> _Problem requirements_: Find the line that contains "Guideline: for every instance of the rock, the". Output it and every line after it to the end of the records, exactly as they appear.

> _Data shown_:
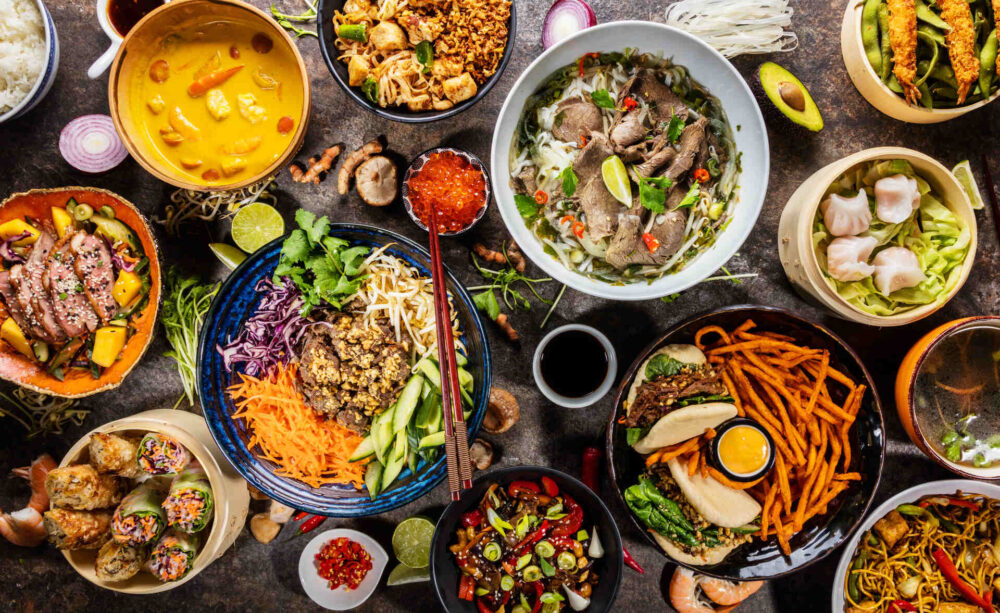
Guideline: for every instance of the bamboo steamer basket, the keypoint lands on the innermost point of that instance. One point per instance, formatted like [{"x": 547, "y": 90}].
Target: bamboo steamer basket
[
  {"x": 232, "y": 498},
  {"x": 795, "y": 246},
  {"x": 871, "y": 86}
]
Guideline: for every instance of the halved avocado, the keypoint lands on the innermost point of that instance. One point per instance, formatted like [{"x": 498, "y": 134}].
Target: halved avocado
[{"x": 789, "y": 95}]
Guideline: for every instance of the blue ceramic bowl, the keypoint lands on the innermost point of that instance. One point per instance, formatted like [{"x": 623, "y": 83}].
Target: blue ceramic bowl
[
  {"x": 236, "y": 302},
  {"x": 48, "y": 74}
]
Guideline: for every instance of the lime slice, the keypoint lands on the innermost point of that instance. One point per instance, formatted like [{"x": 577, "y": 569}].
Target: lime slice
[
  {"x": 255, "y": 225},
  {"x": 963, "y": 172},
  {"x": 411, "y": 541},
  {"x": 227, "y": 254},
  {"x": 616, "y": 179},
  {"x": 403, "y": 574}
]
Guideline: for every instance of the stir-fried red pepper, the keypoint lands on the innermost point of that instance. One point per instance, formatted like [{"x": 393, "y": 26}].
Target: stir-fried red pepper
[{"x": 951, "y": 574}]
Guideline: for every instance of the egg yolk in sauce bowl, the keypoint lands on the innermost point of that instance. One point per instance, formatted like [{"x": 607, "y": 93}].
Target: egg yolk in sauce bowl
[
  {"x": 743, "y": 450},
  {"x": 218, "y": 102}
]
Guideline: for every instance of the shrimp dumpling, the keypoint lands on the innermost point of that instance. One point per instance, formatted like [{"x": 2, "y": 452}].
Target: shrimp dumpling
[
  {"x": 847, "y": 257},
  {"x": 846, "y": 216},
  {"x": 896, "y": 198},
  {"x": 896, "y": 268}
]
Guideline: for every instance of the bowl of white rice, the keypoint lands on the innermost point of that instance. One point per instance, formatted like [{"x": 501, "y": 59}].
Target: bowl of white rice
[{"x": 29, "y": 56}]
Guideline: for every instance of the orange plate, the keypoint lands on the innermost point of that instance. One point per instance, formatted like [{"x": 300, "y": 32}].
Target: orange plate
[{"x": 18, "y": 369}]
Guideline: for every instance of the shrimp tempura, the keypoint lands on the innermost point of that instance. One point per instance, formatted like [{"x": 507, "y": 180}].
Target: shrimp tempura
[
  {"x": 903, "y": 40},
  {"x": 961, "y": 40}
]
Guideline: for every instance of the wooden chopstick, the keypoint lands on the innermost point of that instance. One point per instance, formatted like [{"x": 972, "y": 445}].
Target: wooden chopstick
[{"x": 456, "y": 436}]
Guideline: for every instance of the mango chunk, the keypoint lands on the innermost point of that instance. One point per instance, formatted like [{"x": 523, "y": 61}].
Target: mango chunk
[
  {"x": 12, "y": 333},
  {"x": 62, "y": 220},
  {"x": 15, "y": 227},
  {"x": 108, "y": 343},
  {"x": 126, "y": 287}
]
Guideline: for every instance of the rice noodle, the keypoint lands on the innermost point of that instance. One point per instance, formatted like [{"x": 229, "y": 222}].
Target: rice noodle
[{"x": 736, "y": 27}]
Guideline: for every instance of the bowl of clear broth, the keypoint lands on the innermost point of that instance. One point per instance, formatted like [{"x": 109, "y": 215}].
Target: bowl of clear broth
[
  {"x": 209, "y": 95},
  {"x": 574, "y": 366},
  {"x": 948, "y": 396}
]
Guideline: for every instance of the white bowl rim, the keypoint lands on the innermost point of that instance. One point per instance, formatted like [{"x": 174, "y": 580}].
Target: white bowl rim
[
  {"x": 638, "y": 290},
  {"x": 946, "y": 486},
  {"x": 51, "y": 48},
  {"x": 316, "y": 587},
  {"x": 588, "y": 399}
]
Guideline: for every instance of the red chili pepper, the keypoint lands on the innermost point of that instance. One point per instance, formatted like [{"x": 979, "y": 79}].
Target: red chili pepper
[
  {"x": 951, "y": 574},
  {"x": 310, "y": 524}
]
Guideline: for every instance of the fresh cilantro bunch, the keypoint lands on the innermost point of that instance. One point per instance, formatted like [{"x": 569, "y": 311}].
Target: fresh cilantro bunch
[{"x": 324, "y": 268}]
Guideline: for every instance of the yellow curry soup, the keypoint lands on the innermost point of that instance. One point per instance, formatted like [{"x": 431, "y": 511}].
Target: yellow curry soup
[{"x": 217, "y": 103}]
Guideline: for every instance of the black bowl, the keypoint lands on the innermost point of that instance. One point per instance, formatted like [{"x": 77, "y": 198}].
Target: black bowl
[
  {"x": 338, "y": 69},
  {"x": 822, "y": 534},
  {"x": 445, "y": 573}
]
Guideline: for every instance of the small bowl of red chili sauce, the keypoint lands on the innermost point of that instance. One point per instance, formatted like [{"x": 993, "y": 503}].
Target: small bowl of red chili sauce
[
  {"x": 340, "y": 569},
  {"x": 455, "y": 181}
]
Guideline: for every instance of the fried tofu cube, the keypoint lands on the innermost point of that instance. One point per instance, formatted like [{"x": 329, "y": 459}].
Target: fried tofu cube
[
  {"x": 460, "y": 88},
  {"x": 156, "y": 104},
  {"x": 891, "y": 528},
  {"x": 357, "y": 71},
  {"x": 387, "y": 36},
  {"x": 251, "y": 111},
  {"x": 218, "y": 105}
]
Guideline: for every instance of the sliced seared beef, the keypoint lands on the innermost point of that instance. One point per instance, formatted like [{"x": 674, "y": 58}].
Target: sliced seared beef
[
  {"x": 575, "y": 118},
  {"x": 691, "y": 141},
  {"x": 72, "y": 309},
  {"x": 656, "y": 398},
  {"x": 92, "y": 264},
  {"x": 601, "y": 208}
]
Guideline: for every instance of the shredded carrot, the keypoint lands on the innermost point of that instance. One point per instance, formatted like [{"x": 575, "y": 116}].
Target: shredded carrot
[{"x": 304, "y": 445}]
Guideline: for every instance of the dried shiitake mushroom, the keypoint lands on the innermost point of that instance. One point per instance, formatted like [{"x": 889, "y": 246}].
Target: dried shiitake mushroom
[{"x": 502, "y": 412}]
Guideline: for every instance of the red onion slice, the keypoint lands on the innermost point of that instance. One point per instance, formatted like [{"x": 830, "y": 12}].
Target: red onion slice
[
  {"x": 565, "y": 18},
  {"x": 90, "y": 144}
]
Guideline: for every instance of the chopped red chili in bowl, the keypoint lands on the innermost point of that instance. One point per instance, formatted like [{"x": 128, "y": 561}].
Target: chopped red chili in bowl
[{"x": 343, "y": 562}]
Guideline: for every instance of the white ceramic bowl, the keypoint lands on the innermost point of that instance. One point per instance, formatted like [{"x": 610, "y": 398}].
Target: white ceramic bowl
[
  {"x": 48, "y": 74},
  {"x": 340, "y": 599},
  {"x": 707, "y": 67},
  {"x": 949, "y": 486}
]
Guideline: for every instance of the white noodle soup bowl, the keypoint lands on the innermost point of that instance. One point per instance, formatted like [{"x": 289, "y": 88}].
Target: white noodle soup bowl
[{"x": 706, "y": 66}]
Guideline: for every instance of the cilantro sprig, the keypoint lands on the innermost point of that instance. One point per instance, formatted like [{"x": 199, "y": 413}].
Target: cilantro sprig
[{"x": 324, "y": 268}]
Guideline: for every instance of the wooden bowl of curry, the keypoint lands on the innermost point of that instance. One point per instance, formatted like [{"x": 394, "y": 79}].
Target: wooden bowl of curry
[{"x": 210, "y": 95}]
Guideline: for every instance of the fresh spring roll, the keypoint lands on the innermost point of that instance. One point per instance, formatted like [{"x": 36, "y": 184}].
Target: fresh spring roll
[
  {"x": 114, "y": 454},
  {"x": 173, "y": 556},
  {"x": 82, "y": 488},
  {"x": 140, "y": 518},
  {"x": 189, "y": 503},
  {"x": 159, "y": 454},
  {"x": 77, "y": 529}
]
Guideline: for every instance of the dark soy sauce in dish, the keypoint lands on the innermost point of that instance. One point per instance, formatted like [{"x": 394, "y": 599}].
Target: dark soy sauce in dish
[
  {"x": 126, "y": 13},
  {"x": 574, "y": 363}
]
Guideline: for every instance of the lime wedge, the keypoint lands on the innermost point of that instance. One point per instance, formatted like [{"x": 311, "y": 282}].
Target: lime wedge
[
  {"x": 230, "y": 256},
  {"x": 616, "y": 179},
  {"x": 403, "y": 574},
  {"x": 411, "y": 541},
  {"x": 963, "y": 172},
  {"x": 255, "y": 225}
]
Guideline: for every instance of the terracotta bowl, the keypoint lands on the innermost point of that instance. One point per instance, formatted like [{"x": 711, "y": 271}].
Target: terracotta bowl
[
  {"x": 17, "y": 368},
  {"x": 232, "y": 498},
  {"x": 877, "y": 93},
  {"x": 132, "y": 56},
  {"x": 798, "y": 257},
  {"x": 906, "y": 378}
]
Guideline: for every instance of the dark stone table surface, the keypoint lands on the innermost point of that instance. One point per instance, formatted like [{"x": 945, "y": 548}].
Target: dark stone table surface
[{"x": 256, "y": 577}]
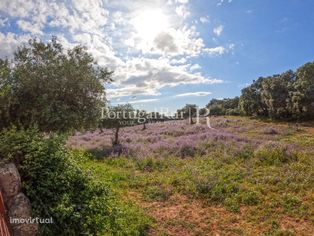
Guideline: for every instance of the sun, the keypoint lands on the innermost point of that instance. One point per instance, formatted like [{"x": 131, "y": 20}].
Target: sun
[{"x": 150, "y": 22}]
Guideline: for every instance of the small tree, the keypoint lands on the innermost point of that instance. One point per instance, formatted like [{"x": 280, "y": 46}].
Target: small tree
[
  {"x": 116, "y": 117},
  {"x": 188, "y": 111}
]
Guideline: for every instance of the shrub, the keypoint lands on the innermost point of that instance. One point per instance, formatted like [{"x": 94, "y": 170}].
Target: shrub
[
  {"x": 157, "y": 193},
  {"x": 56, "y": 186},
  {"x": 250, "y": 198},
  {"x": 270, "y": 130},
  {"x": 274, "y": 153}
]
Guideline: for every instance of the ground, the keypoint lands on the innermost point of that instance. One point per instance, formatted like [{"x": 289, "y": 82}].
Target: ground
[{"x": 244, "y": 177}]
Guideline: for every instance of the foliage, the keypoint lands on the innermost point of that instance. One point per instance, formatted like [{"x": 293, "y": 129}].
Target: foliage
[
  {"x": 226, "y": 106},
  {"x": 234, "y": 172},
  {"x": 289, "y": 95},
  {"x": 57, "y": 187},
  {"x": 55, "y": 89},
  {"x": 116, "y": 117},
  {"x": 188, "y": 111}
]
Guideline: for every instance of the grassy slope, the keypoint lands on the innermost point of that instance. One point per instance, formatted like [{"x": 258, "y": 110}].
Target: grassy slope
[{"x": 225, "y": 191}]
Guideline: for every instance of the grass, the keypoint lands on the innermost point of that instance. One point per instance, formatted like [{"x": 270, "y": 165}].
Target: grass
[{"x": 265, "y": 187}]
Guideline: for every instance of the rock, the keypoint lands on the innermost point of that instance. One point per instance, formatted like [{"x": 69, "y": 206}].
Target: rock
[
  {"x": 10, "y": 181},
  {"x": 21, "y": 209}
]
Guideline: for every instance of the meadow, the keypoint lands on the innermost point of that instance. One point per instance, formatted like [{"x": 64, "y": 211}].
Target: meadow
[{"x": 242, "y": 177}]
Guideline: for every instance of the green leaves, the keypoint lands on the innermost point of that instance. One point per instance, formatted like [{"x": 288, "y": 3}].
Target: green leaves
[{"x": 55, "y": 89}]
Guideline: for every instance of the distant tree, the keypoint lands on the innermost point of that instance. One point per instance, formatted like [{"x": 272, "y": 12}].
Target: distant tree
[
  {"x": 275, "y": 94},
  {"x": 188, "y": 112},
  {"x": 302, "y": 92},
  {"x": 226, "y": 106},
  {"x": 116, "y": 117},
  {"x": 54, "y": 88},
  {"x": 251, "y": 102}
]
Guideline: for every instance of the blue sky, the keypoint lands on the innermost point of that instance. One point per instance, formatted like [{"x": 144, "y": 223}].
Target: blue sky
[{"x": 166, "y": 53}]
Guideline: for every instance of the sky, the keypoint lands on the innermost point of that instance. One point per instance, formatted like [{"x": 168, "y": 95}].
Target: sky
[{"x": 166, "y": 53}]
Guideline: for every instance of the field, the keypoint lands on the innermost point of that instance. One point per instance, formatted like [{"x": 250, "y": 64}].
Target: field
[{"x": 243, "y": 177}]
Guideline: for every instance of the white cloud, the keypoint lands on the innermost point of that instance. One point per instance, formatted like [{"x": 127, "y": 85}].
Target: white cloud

> _Complete response_:
Guideline: for every instance of the rock, the keypoint lands on the innermost point of that instance. One point per instance, formatted like [{"x": 69, "y": 206}].
Target: rock
[
  {"x": 10, "y": 181},
  {"x": 21, "y": 209}
]
Guideline: for every instance of the meadow, the keypoint lands on the innermost point of that instance. One point per instance, formatted like [{"x": 64, "y": 211}].
Target: meadow
[{"x": 242, "y": 177}]
Guideline: for every instance of the green leaves, the keypoint lands on the innermost point of that instance. One point per instance, formatted like [{"x": 288, "y": 3}].
Target: green leaves
[{"x": 55, "y": 89}]
Guideline: for every instance of the distant tree, the keypoint lands on the innermost point of that instance. One point per instance, formatted like [{"x": 272, "y": 12}].
Target: distant tree
[
  {"x": 275, "y": 94},
  {"x": 188, "y": 112},
  {"x": 302, "y": 92},
  {"x": 226, "y": 106},
  {"x": 116, "y": 117},
  {"x": 54, "y": 88},
  {"x": 251, "y": 102}
]
Guideline: for every instance of the blue sky, the keypoint lands on the innermost point of that instance. One point per instance, formatted like [{"x": 144, "y": 223}].
Target: blue sky
[{"x": 166, "y": 53}]
Guideline: for every instance of the sky, the keypoint lands on the innermost point of that instance. One point per instance, formatted like [{"x": 168, "y": 95}].
Target: sky
[{"x": 166, "y": 53}]
Guideline: for every instance of the field, the keypoint lands on the innermost point of that instance. One point per instance, formatted like [{"x": 250, "y": 64}].
Target: field
[{"x": 243, "y": 177}]
Guideline: for every instance of the white cloud, the keypoint lands on the innermost point of that instance. One point per instance, formatted like [{"x": 127, "y": 85}].
Target: white cloud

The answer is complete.